PROBLEM DETAILS
Return the records exactly as they are.

+++ DATA EXTRACTS +++

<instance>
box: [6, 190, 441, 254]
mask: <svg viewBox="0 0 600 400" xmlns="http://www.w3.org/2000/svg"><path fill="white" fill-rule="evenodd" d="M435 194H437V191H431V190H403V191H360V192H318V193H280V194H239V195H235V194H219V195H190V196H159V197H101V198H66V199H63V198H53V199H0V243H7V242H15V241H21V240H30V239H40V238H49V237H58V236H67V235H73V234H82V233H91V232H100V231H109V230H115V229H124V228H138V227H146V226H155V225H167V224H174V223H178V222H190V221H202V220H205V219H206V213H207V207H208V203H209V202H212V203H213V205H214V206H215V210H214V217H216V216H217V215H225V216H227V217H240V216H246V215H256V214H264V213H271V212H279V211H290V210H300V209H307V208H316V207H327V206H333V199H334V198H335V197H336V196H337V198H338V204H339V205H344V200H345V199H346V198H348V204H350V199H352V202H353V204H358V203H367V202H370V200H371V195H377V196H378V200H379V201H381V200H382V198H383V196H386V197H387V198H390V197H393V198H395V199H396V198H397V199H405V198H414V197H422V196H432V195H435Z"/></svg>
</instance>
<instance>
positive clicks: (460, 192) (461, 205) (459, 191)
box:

+++

ANSWER TO THIS PROBLEM
<instance>
box: [6, 190, 441, 254]
mask: <svg viewBox="0 0 600 400" xmlns="http://www.w3.org/2000/svg"><path fill="white" fill-rule="evenodd" d="M435 194H437V191H431V190H403V191H360V192H318V193H280V194H239V195H235V194H219V195H190V196H159V197H101V198H66V199H63V198H53V199H0V243H7V242H15V241H21V240H30V239H40V238H49V237H58V236H67V235H73V234H82V233H91V232H100V231H109V230H115V229H124V228H138V227H146V226H155V225H167V224H174V223H178V222H190V221H202V220H205V219H206V213H207V207H208V203H209V202H212V203H213V205H214V206H215V210H214V217H216V216H217V215H225V216H227V217H240V216H246V215H256V214H264V213H271V212H279V211H290V210H300V209H307V208H316V207H327V206H333V199H334V198H335V197H336V196H337V198H338V204H339V205H344V200H345V199H346V198H348V204H350V199H352V202H353V204H358V203H367V202H370V200H371V195H377V196H378V200H379V201H381V200H382V198H383V196H386V197H387V198H390V197H393V198H395V199H396V198H397V199H405V198H414V197H422V196H432V195H435Z"/></svg>
</instance>
<instance>
positive clicks: (460, 192) (461, 205) (459, 191)
box:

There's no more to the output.